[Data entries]
▼▼▼

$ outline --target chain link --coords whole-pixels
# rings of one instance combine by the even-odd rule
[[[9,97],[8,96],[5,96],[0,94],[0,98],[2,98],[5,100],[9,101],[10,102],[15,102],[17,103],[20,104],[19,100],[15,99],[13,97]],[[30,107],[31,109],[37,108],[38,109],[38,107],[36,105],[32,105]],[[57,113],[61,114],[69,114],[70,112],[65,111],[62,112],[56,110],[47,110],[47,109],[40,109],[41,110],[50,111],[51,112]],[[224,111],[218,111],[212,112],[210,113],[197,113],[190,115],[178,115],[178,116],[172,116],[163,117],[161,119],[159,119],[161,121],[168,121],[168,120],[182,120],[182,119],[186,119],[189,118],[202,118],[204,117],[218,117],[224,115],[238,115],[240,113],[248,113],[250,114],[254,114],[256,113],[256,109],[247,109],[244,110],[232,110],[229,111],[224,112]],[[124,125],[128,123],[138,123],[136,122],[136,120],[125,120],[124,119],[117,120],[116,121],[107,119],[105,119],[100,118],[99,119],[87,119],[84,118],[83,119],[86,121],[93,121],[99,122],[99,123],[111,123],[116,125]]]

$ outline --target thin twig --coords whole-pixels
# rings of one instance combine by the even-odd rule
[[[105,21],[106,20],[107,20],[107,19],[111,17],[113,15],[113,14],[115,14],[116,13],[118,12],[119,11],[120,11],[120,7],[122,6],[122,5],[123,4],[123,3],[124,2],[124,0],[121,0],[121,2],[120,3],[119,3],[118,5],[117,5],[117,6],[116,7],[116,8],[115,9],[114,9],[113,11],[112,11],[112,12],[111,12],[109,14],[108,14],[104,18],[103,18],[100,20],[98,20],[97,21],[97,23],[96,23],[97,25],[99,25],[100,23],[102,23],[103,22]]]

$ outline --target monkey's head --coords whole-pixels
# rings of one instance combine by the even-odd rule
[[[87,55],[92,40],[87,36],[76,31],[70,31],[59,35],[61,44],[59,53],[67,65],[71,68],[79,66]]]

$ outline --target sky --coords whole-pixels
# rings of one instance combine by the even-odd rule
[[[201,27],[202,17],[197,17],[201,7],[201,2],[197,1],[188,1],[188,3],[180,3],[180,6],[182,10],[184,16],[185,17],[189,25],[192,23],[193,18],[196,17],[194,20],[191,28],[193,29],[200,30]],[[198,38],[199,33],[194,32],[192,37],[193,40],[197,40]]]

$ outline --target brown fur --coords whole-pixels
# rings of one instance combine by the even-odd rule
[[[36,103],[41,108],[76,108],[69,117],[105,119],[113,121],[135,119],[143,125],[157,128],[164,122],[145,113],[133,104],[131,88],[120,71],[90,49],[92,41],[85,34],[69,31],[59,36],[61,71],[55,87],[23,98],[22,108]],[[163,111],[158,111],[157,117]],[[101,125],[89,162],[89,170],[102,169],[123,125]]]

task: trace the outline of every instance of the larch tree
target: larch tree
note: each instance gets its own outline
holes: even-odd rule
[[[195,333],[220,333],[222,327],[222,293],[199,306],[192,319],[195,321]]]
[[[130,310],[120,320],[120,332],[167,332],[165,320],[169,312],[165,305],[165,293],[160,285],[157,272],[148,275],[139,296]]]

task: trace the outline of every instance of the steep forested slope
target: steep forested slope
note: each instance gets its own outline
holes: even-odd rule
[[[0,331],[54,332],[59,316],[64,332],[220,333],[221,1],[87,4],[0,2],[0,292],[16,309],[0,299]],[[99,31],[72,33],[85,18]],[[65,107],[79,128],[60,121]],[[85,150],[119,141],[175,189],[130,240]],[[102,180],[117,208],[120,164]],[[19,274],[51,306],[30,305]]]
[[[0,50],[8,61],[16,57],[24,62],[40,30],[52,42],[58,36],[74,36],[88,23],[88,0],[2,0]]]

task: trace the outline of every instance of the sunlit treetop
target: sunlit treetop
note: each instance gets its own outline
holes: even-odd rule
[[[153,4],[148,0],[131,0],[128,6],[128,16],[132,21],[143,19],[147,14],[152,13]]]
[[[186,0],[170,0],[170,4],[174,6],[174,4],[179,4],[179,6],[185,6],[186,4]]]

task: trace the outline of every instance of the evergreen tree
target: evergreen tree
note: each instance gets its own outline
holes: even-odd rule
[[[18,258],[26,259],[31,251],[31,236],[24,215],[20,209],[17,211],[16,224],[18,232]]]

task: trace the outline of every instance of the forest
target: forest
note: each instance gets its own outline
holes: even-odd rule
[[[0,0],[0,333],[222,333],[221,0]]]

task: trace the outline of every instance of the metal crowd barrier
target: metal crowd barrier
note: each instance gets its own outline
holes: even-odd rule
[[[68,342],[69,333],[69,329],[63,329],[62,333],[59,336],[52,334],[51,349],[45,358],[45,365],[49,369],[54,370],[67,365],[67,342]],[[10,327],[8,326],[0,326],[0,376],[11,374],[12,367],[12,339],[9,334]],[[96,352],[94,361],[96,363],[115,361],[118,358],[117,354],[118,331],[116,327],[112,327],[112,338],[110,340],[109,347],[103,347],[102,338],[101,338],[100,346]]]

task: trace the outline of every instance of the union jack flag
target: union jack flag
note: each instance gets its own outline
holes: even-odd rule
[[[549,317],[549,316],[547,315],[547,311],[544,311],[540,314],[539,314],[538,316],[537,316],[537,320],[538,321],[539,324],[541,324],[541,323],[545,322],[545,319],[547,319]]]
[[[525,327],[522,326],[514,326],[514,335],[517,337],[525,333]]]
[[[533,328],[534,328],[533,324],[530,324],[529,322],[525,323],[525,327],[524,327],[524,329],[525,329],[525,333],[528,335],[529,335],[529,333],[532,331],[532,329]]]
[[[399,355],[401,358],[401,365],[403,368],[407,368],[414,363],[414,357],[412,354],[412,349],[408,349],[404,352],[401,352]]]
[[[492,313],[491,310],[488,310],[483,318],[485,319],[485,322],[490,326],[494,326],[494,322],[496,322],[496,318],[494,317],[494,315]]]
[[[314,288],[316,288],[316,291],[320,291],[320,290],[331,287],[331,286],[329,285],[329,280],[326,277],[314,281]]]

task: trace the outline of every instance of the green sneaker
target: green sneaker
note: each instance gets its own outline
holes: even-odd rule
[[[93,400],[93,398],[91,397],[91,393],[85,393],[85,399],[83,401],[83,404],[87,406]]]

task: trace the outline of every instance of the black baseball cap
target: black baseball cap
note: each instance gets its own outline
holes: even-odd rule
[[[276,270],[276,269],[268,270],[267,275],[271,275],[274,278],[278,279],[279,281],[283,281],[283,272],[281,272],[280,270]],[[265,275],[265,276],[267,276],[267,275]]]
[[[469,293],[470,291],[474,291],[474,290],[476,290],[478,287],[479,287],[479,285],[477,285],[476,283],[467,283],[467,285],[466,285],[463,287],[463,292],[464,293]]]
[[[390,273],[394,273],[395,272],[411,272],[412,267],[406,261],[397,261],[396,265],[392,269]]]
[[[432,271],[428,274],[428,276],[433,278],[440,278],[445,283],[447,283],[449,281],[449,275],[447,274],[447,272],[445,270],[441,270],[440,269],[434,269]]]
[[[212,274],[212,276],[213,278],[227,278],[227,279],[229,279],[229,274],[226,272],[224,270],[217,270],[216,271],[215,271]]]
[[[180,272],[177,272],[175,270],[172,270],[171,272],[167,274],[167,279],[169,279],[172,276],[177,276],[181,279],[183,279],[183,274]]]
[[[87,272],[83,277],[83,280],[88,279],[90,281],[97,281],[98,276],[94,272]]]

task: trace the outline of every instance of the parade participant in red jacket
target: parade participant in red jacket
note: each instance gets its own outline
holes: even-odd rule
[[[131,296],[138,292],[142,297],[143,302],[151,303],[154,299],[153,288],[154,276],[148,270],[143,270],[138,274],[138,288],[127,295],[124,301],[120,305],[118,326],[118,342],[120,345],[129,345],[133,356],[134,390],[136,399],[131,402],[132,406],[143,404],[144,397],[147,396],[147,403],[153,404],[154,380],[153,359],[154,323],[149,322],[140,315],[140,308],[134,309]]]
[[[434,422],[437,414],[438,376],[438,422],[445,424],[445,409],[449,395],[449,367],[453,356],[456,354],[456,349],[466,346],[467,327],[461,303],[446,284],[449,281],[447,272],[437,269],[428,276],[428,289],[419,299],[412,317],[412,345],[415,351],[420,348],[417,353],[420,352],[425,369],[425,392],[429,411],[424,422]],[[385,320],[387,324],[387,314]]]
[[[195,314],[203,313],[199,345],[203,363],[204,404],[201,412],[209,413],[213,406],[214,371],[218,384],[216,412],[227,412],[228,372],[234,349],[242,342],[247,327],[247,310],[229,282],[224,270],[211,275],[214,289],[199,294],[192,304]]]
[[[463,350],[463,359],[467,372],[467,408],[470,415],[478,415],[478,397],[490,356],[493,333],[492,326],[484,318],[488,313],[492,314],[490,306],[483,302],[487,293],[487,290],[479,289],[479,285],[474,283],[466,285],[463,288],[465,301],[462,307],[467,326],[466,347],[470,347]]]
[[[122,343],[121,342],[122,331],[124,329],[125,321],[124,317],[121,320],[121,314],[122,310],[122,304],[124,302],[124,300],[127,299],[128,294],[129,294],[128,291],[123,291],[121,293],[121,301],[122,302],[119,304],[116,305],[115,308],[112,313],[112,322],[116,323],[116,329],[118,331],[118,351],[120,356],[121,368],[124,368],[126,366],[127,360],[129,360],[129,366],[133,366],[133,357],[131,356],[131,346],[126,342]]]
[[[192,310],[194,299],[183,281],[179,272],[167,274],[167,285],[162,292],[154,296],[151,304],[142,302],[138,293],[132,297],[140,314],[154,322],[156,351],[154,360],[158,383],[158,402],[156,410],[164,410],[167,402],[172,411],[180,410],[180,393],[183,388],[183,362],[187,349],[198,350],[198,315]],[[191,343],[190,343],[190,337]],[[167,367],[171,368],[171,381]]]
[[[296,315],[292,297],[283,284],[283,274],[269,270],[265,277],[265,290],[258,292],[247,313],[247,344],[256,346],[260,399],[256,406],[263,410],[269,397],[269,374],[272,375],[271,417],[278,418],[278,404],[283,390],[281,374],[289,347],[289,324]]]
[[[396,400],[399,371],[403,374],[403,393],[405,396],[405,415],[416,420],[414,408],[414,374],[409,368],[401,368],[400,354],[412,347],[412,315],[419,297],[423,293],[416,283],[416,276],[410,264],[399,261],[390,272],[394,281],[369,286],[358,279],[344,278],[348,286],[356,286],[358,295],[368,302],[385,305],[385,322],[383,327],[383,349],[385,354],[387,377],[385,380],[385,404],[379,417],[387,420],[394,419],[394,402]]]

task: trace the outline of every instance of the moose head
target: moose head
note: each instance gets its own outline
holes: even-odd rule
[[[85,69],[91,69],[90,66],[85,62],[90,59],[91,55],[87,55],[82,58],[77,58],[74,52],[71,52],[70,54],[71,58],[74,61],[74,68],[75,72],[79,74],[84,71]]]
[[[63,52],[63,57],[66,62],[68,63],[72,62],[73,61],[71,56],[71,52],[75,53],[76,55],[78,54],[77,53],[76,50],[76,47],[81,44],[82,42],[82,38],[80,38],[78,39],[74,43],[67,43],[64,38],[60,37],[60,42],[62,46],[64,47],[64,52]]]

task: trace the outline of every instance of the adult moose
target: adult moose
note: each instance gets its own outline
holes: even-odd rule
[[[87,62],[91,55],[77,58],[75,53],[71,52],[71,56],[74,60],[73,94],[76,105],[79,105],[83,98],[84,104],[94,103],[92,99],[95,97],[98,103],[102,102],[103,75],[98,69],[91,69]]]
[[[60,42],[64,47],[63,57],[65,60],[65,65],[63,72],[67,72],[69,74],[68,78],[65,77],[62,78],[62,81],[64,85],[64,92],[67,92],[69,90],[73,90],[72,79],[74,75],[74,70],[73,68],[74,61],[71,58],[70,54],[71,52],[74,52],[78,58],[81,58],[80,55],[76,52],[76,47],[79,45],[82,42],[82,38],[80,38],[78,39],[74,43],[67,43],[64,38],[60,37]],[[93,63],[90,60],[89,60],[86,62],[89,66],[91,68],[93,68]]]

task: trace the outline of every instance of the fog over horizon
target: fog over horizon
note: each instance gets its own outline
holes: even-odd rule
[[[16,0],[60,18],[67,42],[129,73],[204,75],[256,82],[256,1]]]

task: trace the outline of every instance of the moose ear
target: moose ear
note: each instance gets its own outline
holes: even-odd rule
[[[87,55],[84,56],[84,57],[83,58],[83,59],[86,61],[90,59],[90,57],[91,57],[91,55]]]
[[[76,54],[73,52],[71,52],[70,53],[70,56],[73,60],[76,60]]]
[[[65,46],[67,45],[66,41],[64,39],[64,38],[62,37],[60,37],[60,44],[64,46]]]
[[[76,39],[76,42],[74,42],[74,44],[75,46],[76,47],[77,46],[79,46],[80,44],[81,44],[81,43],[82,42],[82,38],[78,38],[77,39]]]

▲▲▲

Instructions for the task: Transcribe word for word the lines from the one holding "task: trace the outline of every instance of the fog" to the last line of the listing above, inclusive.

Written solution:
task: trace the outline of every instance of the fog over horizon
target: fog over horizon
note: each instance gets its own outline
holes: even-odd rule
[[[16,0],[60,18],[67,42],[129,73],[204,75],[256,82],[256,1]]]

task: trace the outline of every instance of the moose ear
target: moose ear
note: each instance gets its own outline
holes: even-odd rule
[[[87,55],[84,56],[84,57],[83,58],[83,59],[86,61],[90,59],[90,57],[91,57],[91,55]]]
[[[76,54],[73,52],[71,52],[70,53],[70,56],[73,60],[76,60]]]
[[[65,46],[67,45],[66,41],[64,39],[64,38],[62,37],[60,37],[60,44],[64,46]]]
[[[76,39],[76,42],[74,42],[74,44],[75,46],[76,47],[77,46],[79,46],[80,44],[81,44],[81,43],[82,42],[82,38],[78,38],[77,39]]]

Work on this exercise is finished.